◆ Saved data entries
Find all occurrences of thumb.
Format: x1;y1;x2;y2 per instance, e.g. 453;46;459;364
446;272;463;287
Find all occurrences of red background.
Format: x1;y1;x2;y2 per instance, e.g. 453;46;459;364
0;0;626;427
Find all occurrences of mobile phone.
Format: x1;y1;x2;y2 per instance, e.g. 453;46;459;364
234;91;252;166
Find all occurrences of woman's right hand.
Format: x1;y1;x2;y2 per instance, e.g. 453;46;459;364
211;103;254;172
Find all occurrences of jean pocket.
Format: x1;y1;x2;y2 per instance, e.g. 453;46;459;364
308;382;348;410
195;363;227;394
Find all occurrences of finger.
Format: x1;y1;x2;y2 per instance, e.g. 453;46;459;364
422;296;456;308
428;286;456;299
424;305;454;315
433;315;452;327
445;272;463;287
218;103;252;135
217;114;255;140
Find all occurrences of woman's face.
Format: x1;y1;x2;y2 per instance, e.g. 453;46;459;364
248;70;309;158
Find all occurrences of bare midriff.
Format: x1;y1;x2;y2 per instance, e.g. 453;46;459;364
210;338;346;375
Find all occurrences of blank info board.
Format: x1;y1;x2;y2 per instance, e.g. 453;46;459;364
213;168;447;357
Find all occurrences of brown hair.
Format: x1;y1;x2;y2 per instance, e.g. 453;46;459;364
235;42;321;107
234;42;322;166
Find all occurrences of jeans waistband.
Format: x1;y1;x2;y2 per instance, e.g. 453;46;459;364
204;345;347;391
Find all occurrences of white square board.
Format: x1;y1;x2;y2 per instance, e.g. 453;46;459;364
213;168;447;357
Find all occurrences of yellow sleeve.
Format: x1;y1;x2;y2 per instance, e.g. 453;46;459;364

◆ Requirement
Render the lines above as a JSON list of strings, with one string per line and blank lines omitted.

◆ Exercise result
[
  "Find all occurrences of thumb.",
  "Format: x1;y1;x2;y2 per instance, e.g. 453;46;459;364",
  "446;272;463;287",
  "Find all occurrences of red background.",
  "Format: x1;y1;x2;y2 per instance, e.g. 453;46;459;364",
  "0;0;626;427",
  "Find all occurrences of mobile phone.",
  "Format: x1;y1;x2;y2 per instance, e.g. 453;46;459;364",
  "234;91;252;166",
  "Find all occurrences of woman's right hand.",
  "Format: x1;y1;x2;y2 per instance, e.g. 453;46;459;364",
  "211;103;254;172",
  "Find all occurrences of jean pocket.",
  "Format: x1;y1;x2;y2 per instance, e.g. 453;46;459;364",
  "308;382;348;410",
  "195;363;227;394",
  "Find all occurrences of finger.",
  "Format: x1;y1;x2;y2 per instance, e.g. 453;46;459;364",
  "422;296;456;308",
  "428;286;456;299",
  "424;305;454;315",
  "433;315;452;327",
  "445;272;463;287",
  "218;103;252;135",
  "217;114;255;140",
  "Find all occurrences of woman's face.",
  "Format: x1;y1;x2;y2 per instance, e.g. 453;46;459;364",
  "248;70;309;158",
  "Find all occurrences of bare midriff.",
  "Format: x1;y1;x2;y2 per instance, e.g. 453;46;459;364",
  "210;338;346;375",
  "Find all occurrences of blank info board.",
  "Format: x1;y1;x2;y2 per instance, e.g. 453;46;459;364",
  "213;168;447;357",
  "Find all occurrences of brown hair.",
  "Format: x1;y1;x2;y2 per instance, e.g. 453;46;459;364",
  "235;42;321;107",
  "234;42;322;166",
  "Find all occurrences of jeans waistband.",
  "Format: x1;y1;x2;y2 per instance, e.g. 453;46;459;364",
  "204;345;347;391",
  "Find all occurrences of white square board.",
  "Format: x1;y1;x2;y2 per instance, e.g. 453;46;459;364",
  "213;168;447;357",
  "Find all occurrences of yellow sleeve.",
  "Format: x1;y1;x2;y2 per instance, e.g. 453;46;459;364"
]